» Отрывок текста
Они пытаются жить, как прежде. Похоронив мать, Елена берет на себя роль хозяйки дома: заботится, волнуется, хлопочет, страстно молится за брата, собирает семью за столом. Пережив предательство мужа, она привычно находит новое мужское плечо, к которому можно прислониться. Старые привычки, перенесенные в новую реальность, создают ощущение какого-то обаятельного гротеска. Лариосик прибывает из Житомира к малознакомым родственникам с завернутым в рубашку собранием сочинений Чехова (родственники всегда должны помогать, пусть даже вокруг рушится мир).

Может быть, самым поразительным в поведении Турбиных и их близких являются попытки сохранить семейные традиции и старые ценности после взрыва атомистической бомбы.

Старая российская история прекратила течение свое. Император Александр, победитель Наполеона, со всеми своими войсками не может спасти и охранить гибнущий турбинский дом. А они опять все так же собираются в гостиной с кремовыми шторами, смеются, наигрывают марш «Двуглавый орел», строят планы на будущее.

При четкости нравственных ориентиров Булгаков играет идеологическими знаками, проводит границы вовсе не там, где требовалось по пропагандистским канонам двадцатых годов.

За что и против кого воюют и умирают булгаковские военные?

«– Ребят! Ребят!.. Штабные стегвы!..» – грозит кулаком небу Най-Турс за несколько минут до гибели (гл. 11).

«– Штабная сволочь. Отлично понимаю большевиков», – произносит безымянный командир батареи, перед тем как выстрелить себе в рот (гл.)

«– Ежели бы мне попалось это самое сиятельство и светлость, я бы одного взял за левую ногу, а другого за правую, перевернул бы и тюкал бы головой о мостовую до тех пор, пока мне это не надоело бы. А вашу штабную ораву в сортире нужно утопить…» – добрым словом поминает Шервинский бежавшего гетмана и его главнокомандующего.

Будничная смелость и высокий героизм простыхофицеров сочетаются с трусостью, шкурничеством, бездарностью начальства, будь то гетман Скоропадский или Петлюра, немецкие генералы или Тальберг.

Булгаковская картина мира безыллюзорна не только вверху, но и внизу.

Уже в «Записках юного врача» было заметно, что автору чуждо привычное для русской литературы преклонение перед «почвой», мужицкой мудростью. Сочувствие «бедным людям», «униженным и оскорбленным» объясняется здесь профессиональной позицией, а не бесконтрольной эмоцией. Таким же трезвым взглядом смотрел на «народ» Чехов. «Во мне течет мужицкая кровь, и меня не удивишь мужицкими добродетелями, – писал он, полемизируя с идеями “опрощения” позднего Толстого. – Толстовская мораль перестала меня трогать, в глубине души я отношусь к ней недружелюбно…» (А. С. Суворину, 27 марта. 1894 г.).

Во «Вьюге» тоже, кажется, ни с того ни с сего возникает имя Толстого: «Я вдруг вспомнил кой-какие рассказы и почему-то почувствовал злобу на Льва Толстого.

» Используя сведения
a) Перечислите всех, кого отрывок о Булгакове причисляет к начальству, чьи трусость, шкурничество и бездарность сочетаются с героизмом простых офицеров.
b) Укажите, откуда, согласно отрывку о Булгакове, прибывает Лариосик.

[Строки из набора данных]
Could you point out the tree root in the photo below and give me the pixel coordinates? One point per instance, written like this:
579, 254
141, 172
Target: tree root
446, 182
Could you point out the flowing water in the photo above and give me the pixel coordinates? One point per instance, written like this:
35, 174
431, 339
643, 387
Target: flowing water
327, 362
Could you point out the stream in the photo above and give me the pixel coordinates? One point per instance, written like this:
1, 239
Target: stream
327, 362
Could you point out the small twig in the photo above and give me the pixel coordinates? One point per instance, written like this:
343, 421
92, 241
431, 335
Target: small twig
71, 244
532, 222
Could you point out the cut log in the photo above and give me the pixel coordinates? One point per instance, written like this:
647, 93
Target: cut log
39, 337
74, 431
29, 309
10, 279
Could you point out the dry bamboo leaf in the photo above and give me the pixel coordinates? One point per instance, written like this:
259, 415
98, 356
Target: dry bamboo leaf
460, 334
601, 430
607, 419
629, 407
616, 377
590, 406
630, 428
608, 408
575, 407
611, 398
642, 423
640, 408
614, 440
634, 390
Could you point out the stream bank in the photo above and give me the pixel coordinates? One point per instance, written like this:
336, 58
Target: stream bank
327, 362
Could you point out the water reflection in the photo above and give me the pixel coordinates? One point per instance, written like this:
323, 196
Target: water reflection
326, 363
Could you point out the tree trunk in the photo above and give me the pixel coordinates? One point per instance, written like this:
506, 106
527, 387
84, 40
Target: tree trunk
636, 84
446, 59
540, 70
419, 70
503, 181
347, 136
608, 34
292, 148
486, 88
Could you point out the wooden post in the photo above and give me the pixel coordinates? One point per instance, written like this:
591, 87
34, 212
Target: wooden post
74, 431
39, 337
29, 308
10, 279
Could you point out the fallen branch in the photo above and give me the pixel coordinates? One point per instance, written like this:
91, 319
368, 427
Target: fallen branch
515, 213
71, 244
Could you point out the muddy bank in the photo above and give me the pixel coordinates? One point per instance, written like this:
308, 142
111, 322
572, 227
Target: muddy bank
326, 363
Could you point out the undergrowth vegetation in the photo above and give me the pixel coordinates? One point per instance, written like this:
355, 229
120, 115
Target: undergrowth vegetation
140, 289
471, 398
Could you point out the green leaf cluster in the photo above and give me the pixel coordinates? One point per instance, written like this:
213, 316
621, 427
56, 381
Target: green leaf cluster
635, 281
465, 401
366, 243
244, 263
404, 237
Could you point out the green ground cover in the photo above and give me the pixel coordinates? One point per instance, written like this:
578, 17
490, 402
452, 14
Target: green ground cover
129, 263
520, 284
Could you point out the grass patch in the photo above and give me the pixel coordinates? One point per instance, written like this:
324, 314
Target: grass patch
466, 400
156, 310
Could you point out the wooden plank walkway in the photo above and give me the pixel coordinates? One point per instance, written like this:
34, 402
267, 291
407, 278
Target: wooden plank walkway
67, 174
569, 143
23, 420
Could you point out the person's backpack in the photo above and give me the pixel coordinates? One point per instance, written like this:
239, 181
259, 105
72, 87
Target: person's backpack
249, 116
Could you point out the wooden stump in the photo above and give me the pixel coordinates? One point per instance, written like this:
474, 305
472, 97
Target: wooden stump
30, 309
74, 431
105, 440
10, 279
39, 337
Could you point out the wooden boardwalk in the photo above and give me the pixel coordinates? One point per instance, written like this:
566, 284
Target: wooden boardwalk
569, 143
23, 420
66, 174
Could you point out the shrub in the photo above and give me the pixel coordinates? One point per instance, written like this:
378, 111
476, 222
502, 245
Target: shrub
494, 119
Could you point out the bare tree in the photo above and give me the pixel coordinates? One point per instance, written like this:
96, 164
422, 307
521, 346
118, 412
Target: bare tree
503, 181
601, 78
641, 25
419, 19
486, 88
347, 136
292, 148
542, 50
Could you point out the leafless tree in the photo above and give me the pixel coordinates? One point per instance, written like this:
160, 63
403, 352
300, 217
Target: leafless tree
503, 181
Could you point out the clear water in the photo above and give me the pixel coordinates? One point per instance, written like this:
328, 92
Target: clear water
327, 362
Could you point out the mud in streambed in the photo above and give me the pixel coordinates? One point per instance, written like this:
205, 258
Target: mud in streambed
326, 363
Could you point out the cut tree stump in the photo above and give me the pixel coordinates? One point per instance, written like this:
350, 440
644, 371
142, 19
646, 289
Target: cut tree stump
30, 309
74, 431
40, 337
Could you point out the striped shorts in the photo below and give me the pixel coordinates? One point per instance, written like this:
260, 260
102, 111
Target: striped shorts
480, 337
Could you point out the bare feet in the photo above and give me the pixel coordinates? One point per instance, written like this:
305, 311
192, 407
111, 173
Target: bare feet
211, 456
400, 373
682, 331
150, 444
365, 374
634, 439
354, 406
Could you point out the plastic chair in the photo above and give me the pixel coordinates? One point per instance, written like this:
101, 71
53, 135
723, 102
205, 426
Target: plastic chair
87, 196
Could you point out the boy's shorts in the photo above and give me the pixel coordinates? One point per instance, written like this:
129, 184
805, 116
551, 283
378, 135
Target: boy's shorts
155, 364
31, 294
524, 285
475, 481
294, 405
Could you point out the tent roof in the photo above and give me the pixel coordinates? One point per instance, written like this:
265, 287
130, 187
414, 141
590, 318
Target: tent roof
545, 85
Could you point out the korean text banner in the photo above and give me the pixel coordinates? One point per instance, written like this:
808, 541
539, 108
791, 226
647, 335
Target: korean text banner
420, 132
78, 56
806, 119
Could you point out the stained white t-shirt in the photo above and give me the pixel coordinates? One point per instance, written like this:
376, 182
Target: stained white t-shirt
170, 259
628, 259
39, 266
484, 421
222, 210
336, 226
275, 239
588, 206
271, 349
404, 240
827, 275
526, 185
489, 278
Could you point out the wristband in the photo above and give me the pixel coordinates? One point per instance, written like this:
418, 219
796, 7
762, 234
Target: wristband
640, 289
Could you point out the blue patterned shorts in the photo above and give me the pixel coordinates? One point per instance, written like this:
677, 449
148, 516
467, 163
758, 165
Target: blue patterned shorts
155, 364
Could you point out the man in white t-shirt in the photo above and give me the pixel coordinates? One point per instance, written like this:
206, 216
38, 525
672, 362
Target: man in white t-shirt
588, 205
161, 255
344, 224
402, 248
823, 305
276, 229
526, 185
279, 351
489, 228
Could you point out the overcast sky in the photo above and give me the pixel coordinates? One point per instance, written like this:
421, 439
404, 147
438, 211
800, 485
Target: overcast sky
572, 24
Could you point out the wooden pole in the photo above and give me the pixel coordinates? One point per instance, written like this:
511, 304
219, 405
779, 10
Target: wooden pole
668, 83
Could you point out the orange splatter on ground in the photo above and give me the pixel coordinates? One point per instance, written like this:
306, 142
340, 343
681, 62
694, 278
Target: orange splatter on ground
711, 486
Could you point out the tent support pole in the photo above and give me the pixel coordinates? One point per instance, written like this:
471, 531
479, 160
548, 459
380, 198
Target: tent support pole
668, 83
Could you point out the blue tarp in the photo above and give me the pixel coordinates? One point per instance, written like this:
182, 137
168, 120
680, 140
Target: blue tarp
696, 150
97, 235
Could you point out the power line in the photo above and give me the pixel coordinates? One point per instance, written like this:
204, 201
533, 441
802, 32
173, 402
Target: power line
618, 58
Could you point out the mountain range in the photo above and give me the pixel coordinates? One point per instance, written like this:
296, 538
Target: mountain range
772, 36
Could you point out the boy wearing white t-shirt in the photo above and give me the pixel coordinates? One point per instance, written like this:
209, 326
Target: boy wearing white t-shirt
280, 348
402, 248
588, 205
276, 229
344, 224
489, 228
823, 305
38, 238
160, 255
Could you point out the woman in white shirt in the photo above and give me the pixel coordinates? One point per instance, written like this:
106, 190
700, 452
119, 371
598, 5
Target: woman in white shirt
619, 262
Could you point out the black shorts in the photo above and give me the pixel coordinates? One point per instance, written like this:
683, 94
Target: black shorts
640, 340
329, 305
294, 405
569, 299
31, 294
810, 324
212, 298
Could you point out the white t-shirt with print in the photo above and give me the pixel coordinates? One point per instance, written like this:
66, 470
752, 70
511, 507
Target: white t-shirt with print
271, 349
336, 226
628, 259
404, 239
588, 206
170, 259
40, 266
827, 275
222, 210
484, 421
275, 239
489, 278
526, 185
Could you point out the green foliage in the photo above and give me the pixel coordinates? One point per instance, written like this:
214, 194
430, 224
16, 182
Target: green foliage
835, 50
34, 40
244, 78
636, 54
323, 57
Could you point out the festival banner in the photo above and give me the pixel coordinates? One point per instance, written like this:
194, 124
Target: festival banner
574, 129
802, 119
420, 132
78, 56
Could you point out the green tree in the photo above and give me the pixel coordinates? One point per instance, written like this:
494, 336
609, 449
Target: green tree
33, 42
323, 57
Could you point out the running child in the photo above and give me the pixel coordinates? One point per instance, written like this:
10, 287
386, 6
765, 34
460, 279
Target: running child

» Ответы по порядку
a) Гетман Скоропадский, Петлюра, немецкие генералы, Тальберг.

b) Из Житомира.